**WHAT YOU SHOULD DO**
Can you format the part that opens with the line containing "Target: dusty silver metal surface" and closes with the final line as a numbered list, leaving out any blank lines?

Records from a dataset
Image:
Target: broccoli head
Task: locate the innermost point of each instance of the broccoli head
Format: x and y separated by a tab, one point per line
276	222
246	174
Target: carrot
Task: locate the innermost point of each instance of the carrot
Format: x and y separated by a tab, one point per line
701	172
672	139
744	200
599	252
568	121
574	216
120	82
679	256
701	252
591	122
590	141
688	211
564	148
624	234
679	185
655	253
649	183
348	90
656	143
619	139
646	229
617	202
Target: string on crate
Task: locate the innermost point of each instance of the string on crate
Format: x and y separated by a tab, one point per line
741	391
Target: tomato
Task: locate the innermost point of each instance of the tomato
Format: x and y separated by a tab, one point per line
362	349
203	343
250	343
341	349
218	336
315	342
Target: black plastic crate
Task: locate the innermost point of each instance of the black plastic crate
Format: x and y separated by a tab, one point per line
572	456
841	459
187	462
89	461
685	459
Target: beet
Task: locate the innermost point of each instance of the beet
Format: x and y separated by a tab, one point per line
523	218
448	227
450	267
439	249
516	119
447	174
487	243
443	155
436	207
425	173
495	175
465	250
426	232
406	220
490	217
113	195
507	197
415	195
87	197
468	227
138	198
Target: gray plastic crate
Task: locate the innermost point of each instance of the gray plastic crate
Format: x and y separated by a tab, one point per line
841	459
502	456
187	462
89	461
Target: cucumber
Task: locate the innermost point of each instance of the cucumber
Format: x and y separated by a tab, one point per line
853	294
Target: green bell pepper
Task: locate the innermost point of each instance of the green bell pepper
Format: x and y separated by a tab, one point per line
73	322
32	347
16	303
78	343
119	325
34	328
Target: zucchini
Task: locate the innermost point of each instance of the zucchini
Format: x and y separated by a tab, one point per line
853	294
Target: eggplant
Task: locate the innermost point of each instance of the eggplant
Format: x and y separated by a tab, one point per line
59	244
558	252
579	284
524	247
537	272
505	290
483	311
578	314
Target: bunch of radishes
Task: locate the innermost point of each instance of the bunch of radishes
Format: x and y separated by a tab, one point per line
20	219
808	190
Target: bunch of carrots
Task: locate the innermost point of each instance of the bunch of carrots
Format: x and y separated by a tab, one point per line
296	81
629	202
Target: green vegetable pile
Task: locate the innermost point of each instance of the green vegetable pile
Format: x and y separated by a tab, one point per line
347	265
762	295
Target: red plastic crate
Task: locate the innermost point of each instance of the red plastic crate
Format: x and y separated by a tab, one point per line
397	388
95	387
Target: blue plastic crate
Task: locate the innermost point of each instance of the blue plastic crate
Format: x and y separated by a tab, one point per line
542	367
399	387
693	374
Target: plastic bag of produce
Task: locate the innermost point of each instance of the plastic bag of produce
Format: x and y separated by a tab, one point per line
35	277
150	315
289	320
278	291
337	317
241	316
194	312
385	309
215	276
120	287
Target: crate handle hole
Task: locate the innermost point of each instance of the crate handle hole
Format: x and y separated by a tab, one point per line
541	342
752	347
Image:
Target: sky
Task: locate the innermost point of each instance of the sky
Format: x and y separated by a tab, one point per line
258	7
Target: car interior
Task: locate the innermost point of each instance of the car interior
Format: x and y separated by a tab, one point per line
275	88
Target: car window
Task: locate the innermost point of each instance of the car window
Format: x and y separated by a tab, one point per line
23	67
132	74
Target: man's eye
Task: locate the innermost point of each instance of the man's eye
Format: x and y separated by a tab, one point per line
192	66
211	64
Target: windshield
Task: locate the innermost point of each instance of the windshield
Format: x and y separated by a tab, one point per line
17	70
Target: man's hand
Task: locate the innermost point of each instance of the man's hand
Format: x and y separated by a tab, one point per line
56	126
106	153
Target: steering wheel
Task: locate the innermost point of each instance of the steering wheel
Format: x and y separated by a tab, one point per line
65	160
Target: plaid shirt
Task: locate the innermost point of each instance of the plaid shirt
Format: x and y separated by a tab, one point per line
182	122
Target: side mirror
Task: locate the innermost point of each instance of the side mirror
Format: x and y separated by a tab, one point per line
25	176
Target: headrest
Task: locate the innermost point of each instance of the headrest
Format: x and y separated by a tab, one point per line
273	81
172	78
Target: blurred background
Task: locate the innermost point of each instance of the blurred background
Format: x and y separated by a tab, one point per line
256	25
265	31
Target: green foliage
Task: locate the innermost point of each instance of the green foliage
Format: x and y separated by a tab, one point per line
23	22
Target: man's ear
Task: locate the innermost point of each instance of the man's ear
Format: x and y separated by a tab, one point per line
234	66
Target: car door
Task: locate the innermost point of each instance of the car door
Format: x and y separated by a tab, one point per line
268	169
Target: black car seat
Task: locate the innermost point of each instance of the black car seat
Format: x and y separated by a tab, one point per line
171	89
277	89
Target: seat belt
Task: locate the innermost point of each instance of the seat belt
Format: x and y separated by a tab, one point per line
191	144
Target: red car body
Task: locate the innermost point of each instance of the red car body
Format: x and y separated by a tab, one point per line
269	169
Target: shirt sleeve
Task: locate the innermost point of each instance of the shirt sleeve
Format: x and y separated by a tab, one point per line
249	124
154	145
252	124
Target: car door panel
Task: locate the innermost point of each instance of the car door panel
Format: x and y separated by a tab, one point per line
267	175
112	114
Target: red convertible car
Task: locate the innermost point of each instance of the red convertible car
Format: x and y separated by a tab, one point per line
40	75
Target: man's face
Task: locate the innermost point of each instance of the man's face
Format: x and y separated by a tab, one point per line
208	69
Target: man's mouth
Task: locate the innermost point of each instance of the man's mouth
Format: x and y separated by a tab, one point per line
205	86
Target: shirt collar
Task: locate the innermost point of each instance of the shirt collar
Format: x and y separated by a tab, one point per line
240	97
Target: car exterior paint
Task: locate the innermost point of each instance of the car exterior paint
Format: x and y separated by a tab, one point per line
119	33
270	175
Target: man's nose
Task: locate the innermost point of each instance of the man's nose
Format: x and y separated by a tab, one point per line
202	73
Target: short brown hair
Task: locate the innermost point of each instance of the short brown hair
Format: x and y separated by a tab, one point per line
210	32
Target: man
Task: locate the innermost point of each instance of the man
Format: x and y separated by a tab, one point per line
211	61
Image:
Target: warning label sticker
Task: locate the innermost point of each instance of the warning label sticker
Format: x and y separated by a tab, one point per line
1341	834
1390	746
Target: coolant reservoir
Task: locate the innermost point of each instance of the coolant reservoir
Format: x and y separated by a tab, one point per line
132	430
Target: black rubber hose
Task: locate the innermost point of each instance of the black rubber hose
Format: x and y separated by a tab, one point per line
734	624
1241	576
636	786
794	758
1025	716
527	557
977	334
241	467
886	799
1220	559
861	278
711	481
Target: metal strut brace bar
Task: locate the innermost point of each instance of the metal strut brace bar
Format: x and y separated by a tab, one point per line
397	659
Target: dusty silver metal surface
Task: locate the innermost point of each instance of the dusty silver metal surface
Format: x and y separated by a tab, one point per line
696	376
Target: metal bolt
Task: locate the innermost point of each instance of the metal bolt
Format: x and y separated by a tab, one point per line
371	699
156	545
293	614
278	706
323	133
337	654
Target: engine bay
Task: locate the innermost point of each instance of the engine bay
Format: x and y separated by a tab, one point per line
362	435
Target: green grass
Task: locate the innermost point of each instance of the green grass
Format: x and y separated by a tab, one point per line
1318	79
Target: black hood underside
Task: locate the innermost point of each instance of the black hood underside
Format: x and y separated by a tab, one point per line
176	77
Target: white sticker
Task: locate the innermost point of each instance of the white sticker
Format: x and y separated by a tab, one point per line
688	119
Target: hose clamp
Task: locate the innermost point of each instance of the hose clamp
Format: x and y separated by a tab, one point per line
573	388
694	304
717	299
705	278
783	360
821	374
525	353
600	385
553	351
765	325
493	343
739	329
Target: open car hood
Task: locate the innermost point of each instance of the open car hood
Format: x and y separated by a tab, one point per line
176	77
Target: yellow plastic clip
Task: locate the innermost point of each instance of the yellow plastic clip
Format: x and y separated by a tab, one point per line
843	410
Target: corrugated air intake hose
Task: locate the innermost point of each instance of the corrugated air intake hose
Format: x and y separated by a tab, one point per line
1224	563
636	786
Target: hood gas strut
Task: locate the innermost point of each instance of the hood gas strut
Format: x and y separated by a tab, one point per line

**THE COMPLETED TASK**
1. Target: dusty silver metal surface
2. Task: locate the innermost point of each instance of the dusty silver metal surface
3. Format: x and y separated by a tab, one point per line
4. 696	376
5. Target: metal bolt
6. Task: locate the innermost point of each instance of the metal bolt
7. Format: x and y separated by a tab, one point per line
8. 371	699
9. 156	545
10. 293	614
11. 278	706
12. 323	133
13. 337	654
14. Target: engine bay
15. Task: locate the innermost point of each instance of the engine bay
16. Format: x and y separated by a tab, one point per line
17. 362	435
18. Target: green grass
19. Task: locate the innermost point of each instance of the green grass
20. Format: x and y separated by a tab, one point per line
21. 1318	79
22. Target: black hood underside
23. Task: locate the innermost point of each instance of the black hood underside
24. Format: x and y separated by a tab, one point per line
25. 176	77
26. Target: white sticker
27. Task: locate the innermost point of each instance of the white sticker
28. Format: x and y separated by a tab, one point per line
29. 688	119
30. Target: hose clamp
31. Task: locate the innermost point of each instance of the hose clamp
32. Format: x and y separated by a tab, one point per line
33. 573	388
34. 694	304
35. 717	299
36. 705	278
37. 783	360
38. 821	374
39. 525	353
40. 600	385
41. 553	351
42. 765	325
43. 493	343
44. 739	329
45. Target: open car hood
46. Task: locate the innermost point of each instance of the open car hood
47. Format: x and y separated by a tab, one point per line
48. 176	77
49. Target: yellow plastic clip
50. Task: locate the innermost point of each instance of the yellow plastic clip
51. Format: x and y separated by a tab, one point per line
52. 843	410
53. Target: corrugated air intake hose
54. Task: locate the innermost point of each instance of the corrugated air intake hose
55. Format: x and y separated by a tab, one point per line
56. 1224	563
57. 636	786
58. Target: hood gas strut
59. Task: locate the innermost point of each instance of the hood gas strut
60. Format: x and y separated by a tab, one point per line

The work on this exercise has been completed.